START Input
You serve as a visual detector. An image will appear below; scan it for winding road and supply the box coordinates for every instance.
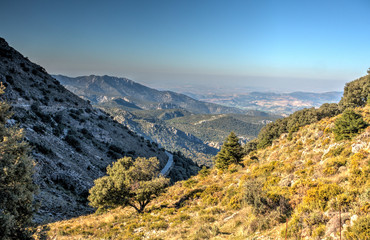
[160,151,174,176]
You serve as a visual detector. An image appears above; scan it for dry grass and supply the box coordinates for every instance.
[40,107,370,239]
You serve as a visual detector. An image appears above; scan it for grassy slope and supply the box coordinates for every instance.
[42,107,370,240]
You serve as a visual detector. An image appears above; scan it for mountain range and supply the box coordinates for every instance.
[53,75,278,166]
[53,74,248,115]
[0,38,199,223]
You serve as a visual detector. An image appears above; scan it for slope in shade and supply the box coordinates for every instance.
[54,74,251,114]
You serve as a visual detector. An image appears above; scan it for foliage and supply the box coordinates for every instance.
[0,83,37,239]
[88,156,170,213]
[344,215,370,239]
[41,85,370,239]
[333,109,368,140]
[339,74,370,110]
[256,103,340,149]
[215,132,244,170]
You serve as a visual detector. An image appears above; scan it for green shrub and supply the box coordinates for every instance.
[333,109,368,141]
[88,157,170,213]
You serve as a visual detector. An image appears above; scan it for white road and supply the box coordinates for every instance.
[160,151,174,176]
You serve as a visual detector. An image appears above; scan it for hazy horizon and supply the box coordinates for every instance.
[2,0,369,92]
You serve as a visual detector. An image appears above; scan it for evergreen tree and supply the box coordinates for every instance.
[333,109,368,140]
[215,132,244,170]
[0,83,37,239]
[88,156,169,213]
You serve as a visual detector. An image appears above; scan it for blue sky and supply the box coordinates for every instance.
[1,0,370,92]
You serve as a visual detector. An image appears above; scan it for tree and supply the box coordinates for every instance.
[333,109,368,141]
[88,156,169,213]
[339,74,370,110]
[215,132,244,170]
[0,83,37,239]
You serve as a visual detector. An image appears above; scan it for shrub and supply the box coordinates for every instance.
[243,179,267,213]
[333,109,368,141]
[198,166,210,178]
[302,183,343,211]
[344,215,370,239]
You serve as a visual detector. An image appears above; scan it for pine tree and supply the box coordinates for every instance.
[215,132,244,170]
[333,109,368,140]
[0,83,38,239]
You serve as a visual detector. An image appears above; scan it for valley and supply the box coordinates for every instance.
[2,1,370,239]
[1,35,368,240]
[54,74,279,166]
[187,91,343,115]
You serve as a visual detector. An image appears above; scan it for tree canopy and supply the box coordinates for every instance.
[215,132,244,170]
[339,74,370,110]
[88,156,169,213]
[0,83,37,239]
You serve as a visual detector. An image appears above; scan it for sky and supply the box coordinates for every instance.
[1,0,370,92]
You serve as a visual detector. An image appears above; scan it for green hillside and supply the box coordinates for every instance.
[167,113,278,143]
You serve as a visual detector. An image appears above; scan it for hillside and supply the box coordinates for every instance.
[43,103,370,239]
[167,113,277,144]
[99,106,278,167]
[52,75,277,166]
[53,74,247,114]
[0,38,200,223]
[100,107,219,167]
END Input
** Task **
Each of the lines from the one holding "it for blue" through the final line of the entries is to be set down exactly, and no others.

** Expected answer **
You serve as a visual detector. An image appears above; scan it for blue sky and supply the box coordinates for every instance.
[1,0,370,92]
You serve as a visual detector. An image appears above; scan it for tree and supply the box coordinates for every instance.
[333,109,368,141]
[88,156,169,213]
[339,74,370,110]
[215,132,244,170]
[0,83,37,239]
You serve as a visual detector. An image appears above; scan it for shrub and supply the box coordinates for every instance.
[243,179,267,213]
[333,109,368,141]
[198,166,210,178]
[302,183,343,211]
[344,215,370,239]
You serve as a visual detector. An image appears above; scan it for pine tree and supply the box coordinates for every instance.
[215,132,244,170]
[333,109,368,140]
[0,83,38,239]
You serve as a visual detector. An image appears above; scan it for valley and supply the box coordinates for every instance.
[2,1,370,239]
[1,35,368,240]
[54,74,279,166]
[187,91,343,115]
You serve as a visual detector. An image appears above; scan it for tree canopy and supply the box coordinates for every instance.
[215,132,244,170]
[339,74,370,110]
[88,156,169,213]
[0,83,37,239]
You serve as a visual detector. An image appears above; scan it for sky and supply the box coordinates for every instance.
[1,0,370,92]
You serve as a visual detector. An image appears above; scan it for green hillside and supply the box coordinates for every instance.
[167,113,278,143]
You serve as a visual detector. An image appears above; scan it for hillside and supply the box coordinates for every instance.
[43,103,370,239]
[167,113,277,144]
[99,106,278,167]
[52,75,277,166]
[53,74,247,114]
[0,38,200,223]
[100,107,219,167]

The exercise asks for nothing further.